= OBJECTIVE =
Render every line of the entries below as a Markdown table with two columns, Row and Entry line, numbering each row and skipping any blank lines.

= RECORDS FOR THIS TASK =
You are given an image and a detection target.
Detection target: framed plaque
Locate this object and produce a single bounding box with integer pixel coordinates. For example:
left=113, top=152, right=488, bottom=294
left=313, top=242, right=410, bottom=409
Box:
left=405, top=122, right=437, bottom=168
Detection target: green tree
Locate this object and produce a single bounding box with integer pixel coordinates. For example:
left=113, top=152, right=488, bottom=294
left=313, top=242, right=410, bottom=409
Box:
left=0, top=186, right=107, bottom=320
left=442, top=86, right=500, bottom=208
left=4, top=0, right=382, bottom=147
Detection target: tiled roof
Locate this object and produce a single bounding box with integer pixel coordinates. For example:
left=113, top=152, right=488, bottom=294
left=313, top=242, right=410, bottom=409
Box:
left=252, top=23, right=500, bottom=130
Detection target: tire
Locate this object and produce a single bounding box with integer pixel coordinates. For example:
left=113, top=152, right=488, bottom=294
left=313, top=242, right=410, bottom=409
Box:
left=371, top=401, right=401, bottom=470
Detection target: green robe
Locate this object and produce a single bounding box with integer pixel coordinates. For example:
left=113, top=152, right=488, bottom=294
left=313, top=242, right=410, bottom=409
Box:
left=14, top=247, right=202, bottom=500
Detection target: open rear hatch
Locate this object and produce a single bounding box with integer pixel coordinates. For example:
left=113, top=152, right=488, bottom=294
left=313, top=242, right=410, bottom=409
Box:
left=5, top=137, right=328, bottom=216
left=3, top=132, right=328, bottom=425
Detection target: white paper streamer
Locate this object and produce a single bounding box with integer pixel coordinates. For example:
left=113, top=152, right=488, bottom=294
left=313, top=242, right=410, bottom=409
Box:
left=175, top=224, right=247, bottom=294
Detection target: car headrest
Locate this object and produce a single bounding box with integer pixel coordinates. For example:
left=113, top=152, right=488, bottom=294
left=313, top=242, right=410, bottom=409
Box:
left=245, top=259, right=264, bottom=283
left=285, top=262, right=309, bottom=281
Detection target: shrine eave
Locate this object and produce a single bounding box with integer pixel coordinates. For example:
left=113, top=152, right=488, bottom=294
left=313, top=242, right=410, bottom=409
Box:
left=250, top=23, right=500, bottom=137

= SOLUTION FOR THIS EXERCISE =
| Row | Entry line |
|---|---|
| 1 | You are given an image and a detection target. |
| 2 | Detection target: framed plaque |
| 3 | Locate this object and produce a single bounding box with integer pixel coordinates. For example: |
| 4 | left=113, top=152, right=488, bottom=294 |
| 5 | left=313, top=242, right=410, bottom=409 |
| 6 | Box: |
| 7 | left=405, top=122, right=437, bottom=168 |
| 8 | Detection target: green tree |
| 9 | Locate this object and produce a single bounding box with integer pixel coordinates. For example: |
| 10 | left=113, top=152, right=488, bottom=294 |
| 11 | left=313, top=242, right=410, bottom=409 |
| 12 | Box: |
| 13 | left=0, top=186, right=107, bottom=320 |
| 14 | left=442, top=86, right=500, bottom=208 |
| 15 | left=4, top=0, right=382, bottom=147 |
| 16 | Detection target: tiled roof |
| 17 | Locate this object and produce a single bounding box with integer pixel coordinates. For example: |
| 18 | left=113, top=152, right=488, bottom=294 |
| 19 | left=313, top=242, right=410, bottom=409 |
| 20 | Box: |
| 21 | left=252, top=23, right=500, bottom=130 |
| 22 | Detection target: tire |
| 23 | Locate this object and produce a single bounding box with integer pixel coordinates. For example: |
| 24 | left=113, top=152, right=488, bottom=294 |
| 25 | left=313, top=242, right=410, bottom=409 |
| 26 | Box: |
| 27 | left=371, top=401, right=401, bottom=470 |
| 28 | Detection target: green robe |
| 29 | Locate this object and produce a single bounding box with integer pixel coordinates. For example: |
| 30 | left=113, top=152, right=488, bottom=294 |
| 31 | left=313, top=242, right=410, bottom=409 |
| 32 | Box: |
| 33 | left=14, top=247, right=202, bottom=500 |
| 34 | Detection target: open rear hatch |
| 35 | Locate this object and produce a single bounding box with integer pixel coordinates. For example: |
| 36 | left=113, top=152, right=488, bottom=294 |
| 37 | left=313, top=242, right=410, bottom=409 |
| 38 | Box: |
| 39 | left=5, top=137, right=328, bottom=216 |
| 40 | left=3, top=132, right=328, bottom=425 |
| 41 | Detection target: white paper streamer |
| 42 | Locate this object and produce a single bounding box with integer pixel coordinates. For example: |
| 43 | left=113, top=152, right=488, bottom=294 |
| 44 | left=313, top=242, right=410, bottom=409 |
| 45 | Box: |
| 46 | left=175, top=224, right=247, bottom=294 |
| 47 | Detection target: car headrest |
| 48 | Locate this object and produce a single bounding box with integer pixel coordinates. For example: |
| 49 | left=113, top=152, right=488, bottom=294 |
| 50 | left=313, top=242, right=410, bottom=409 |
| 51 | Box: |
| 52 | left=245, top=259, right=264, bottom=283 |
| 53 | left=285, top=262, right=309, bottom=281 |
| 54 | Detection target: shrine eave |
| 55 | Locate this object and produce a single bounding box with integer pixel coordinates. For example: |
| 56 | left=113, top=152, right=488, bottom=294 |
| 57 | left=313, top=242, right=410, bottom=409 |
| 58 | Box: |
| 59 | left=250, top=23, right=500, bottom=137 |